***** Quoted passage

In brief, there is a critical difference between tactics—how immediate events are handled—and long-range strategy.  Only infrequently do policymakers consider the consequences of tactical decisions.  Today’s fires may be extinguished, but the causation and likelihood of future fires is rarely addressed.

There is a political reason for focusing on tactics and ignoring strategy.  Elected officials and government policymakers are constrained by the election cycles.  The administration in power is evaluated by voters on their performance.  Consequences are rarely discussed and do not motivate voters.  Politicians do not want to be held responsible for short term political consequences.  In a business example, for many years very few U.S. railroads invested in their roadbed infrastructure.  The result was severe infrastructure deterioration.  Railroad executives failed to invest in infrastructure because it was thought that this would reduce annual profitability and diminish executive compensation.  This “not on my watch” mentality is present in international affairs and national security.

In this issue of the National Strategy Forum Review, we have focused on Mexico and its national security strategy and how the U.S. and Mexico's national security strategies could complement each other.  Many examples of failed long-term strategy exist, providing potent lessons for policymakers as they consider the shape and the direction of U.S. efforts throughout the world:

  • Iran began its nuclear enrichment program in 2002 when it acquired centrifuges to make fissionable nuclear material.

**********

Parts of the exercise:
A. Return each line of the rows that contains the string "boot".
B. Go on with the essay on tactics versus long-range strategy, starting right after its last sentence.
The essay on long-range strategy and the rows after it are unrelated material.

***** Data provided

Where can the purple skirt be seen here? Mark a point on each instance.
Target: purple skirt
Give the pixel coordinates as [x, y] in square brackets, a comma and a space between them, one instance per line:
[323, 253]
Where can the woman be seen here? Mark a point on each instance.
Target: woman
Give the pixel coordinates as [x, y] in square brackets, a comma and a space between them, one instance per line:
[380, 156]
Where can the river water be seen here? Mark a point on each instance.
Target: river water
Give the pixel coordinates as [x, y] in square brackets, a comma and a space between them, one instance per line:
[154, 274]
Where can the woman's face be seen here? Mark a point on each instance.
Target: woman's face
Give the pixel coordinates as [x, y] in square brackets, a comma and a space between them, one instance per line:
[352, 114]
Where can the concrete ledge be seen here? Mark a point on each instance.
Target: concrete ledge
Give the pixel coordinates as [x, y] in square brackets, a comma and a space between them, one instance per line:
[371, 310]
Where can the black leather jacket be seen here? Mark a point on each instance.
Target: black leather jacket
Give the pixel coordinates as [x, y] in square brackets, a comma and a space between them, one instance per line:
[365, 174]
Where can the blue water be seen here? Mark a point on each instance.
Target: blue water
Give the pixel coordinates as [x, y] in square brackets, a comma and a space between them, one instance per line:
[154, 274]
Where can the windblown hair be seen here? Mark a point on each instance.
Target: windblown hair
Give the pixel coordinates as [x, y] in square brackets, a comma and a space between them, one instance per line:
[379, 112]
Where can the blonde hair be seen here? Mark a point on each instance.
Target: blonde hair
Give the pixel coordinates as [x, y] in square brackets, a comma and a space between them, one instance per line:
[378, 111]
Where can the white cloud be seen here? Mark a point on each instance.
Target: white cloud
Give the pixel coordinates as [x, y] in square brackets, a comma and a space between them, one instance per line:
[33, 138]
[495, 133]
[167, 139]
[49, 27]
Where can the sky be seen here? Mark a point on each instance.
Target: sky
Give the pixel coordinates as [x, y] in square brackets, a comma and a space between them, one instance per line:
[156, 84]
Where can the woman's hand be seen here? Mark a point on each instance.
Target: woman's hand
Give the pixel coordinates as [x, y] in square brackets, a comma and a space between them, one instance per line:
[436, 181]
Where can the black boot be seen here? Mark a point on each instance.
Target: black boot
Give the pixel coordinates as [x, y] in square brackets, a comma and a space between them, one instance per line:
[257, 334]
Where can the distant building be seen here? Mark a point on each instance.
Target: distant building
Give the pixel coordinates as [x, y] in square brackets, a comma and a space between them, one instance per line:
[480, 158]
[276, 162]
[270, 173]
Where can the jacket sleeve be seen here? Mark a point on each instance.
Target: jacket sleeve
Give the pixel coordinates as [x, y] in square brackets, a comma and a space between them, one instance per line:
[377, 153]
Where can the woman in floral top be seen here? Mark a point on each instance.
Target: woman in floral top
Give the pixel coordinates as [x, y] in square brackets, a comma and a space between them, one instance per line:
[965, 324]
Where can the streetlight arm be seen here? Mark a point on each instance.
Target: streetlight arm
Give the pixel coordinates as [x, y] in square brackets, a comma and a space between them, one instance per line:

**********

Expected answers:
A.
Where can the black boot be seen here? Mark a point on each instance.
Target: black boot

B.
  • North Korea began exporting nuclear weapons technology and long-range missile development technology in the 1990’s.
  • The U.S. demand for Latin American drugs has been increasing for many years and the drug trafficking route through Mexico into the U.S. is obvious.  In addition, U.S. immigration policy has been cyclical, depending on U.S. prosperity and the need for low-wage immigrant workers.
  • U.S. dependency on imported oil has been apparent since 1973.  Scarce water resources in the western U.S. have been an enduring agricultural and demographic problem for more than a decade.  Energy discussion has not reached the policy level and there is no anticipation that there will be informed discussion of scarce water resources in the immediate future.
  • The issue of how to handle battlefield detainees in Afghanistan and Iraq was identified immediately before the invasion of these states.  Eight years later, the U.S. is deciding how and where to try terrorists.
  • The U.S. has provided billions of dollars in aid to Pakistan since 1953.  After 1979, the tactical objective was to interfere with and degrade Russia’s invasion of Afghanistan.  At that time, the consequences were not recognized—training and equipping the mujahideen which developed into a leadership cadre for the Taliban.  Ever since, U.S. aid money to Pakistan has fed an insatiable appetite for governmental, NGO, and police corruption.  Post 9/11, the U.S. has spent over $12.3 billion in aid to Pakistan, with roughly 1/3 going to economic and development aid sources.  The result is that Pakistan is a kleptocracy where aid will be used, in large part, for corruption rather than for the purposes intended.
  • For at least the past five years, it has been apparent that critical U.S. information infrastructure has been successfully attacked by cyber hackers, both foreign states and lone individuals.  Yet, the U.S. is focusing on offensive cyber-warfare capabilities and bureaucratic turf battles over control of the program, rather than organizing an effective defense against cyber attacks on critical U.S. infrastructure.

These are examples of limited tactics, failure to consider the consequences of tactics, and an absence of over-arching, long-range strategy.

We have asked NSF friends and scholars to examine regions and issues in search of a cogent U.S. strategy.